_Your tasks_.
(1) In the forum thread about short shift kits and warranty trouble, what part turned out to have failed in Groucho's Tremec?
(2) Carry on the forum thread about warranty trouble with short shift kits, picking up after its last line.

_Text provided_.
# Anyone run into Warranty problems or other hassles w/ a Short Shift kit



## HotRodGuy (Jan 9, 2006)

anyone run into problems w/ the dealer w/ a shift kit?


----------



## GTODEALER (Jan 7, 2005)

With a shift kit (auto) or a short shifter (6 speed)? If it's a auto then yes you will have issues if it's a six speed the no you should be fine.


----------



## Groucho (Sep 11, 2004)

My Tremec fried soon after I installed my B&M sport shifter. Of course, the service department immediately zeroed in on this-- I must admit to being a bit freaked out about the possibility myself. 

But, I did my research, held my ground, called bullsh1t whenever necessary, and eventually got my tranny replaced under warranty. In the end it turned out the failure mode was the tail bearing frying out...completely unrelated with the shifter bolted on the top of the housing.

So...don't worry about it.


----------



## HotRodGuy (Jan 9, 2006)

Thanks, what kind of run around did they try to give you?


----------



## 05GOAT (Nov 11, 2004)

I actually had the Dealer install mine. Then about a week later it feel through the console and I had no gears. They fixed and I had no hassles what so ever.


----------



## dealernut (Oct 22, 2005)

Short shifter should not be an issue. The transmission could not be hurt by this modification.

A local guy had that issue and another Pontiac dealership tried to void his warranty. Luckily I caught the issue and all was well./


----------



## Groucho (Sep 11, 2004)

HotRodGuy said:


> Thanks, what kind of run around did they try to give you?


They *(1)* did a half-assed drain & fill, calling it good even though the tranny sounded like it was filled with gravel and had no reverese then *(2)* tried to say the warranty was voided by the B&M.

Idiots.

They eventually did pull their heads out of their as$ses and warrantied the tranny...it was a random failure, it seems.

That being said, avoid the B&M like the plague. I have had many problems isn keeping it attached to the transmission properly...It's OK now but it's been a long, pain-in-the-ass road.

The GMM is reportedly a much better design.


----------



## HotRodGuy (Jan 9, 2006)

yea, a quick use of the search function told me not to skimp and get the B&M




for those that had dealers install them, what did you pay?


----------



## HotRodGuy (Jan 9, 2006)

gto500hp said:


> I got a new motor, new seat rails, new door locks, 4 new knock sensors and 4rental cars. I am lookin into trading for an 06. I am waiting to see what happens next. Im at 13000 miles 3500 on new motor. and two months till drags start back up.

[Stored data]

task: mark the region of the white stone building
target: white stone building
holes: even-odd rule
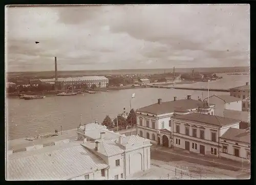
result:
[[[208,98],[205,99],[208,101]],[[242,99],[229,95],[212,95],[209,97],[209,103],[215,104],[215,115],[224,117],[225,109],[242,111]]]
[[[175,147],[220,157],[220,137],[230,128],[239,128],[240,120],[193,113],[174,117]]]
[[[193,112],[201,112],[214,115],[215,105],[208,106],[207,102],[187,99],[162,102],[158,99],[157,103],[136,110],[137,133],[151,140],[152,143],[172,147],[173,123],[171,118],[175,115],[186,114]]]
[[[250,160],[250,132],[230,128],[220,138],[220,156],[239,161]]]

_Task-by-task answers_.
(1) The tail bearing.

(2)
soooo, how does this relate to the Short Shifter?


----------



## GTODEALER (Jan 7, 2005)

HotRodGuy said:


> what did you pay?


We charge $150.00


----------



## HotRodGuy (Jan 9, 2006)

not bad, i figured dealers would probably charge more. How long of a job is it?


Are you dropping the tranny or are you guys doing it w/o having to do that.


----------



## GTODEALER (Jan 7, 2005)

HotRodGuy said:


> not bad, i figured dealers would probably charge more. How long of a job is it?
> 
> 
> Are you dropping the tranny or are you guys doing it w/o having to do that.


You don't have to drop the tranny, it takes about 2.5 hours.


----------



## HotRodGuy (Jan 9, 2006)

Thanks, I heard there were two ways to install, one where you drop the craddle and one where you have to drill extra holes. Maybe i'm completely off base.


Anyone have a how-to for this install?


----------



## redroller (Oct 16, 2005)

*Shifter*

Hi, does anyone have the new Hurst 6-speed shifter? I just checked the Mr. Gasket/Hurst site, GTO shifter availability is implied there. Any reviews or experiences with the Hurst, it looks good! Thanks, Al


----------



## GTODEALER (Jan 7, 2005)

HotRodGuy said:


> Thanks, I heard there were two ways to install, one where you drop the craddle and one where you have to drill extra holes. Maybe i'm completely off base.
> 
> 
> Anyone have a how-to for this install?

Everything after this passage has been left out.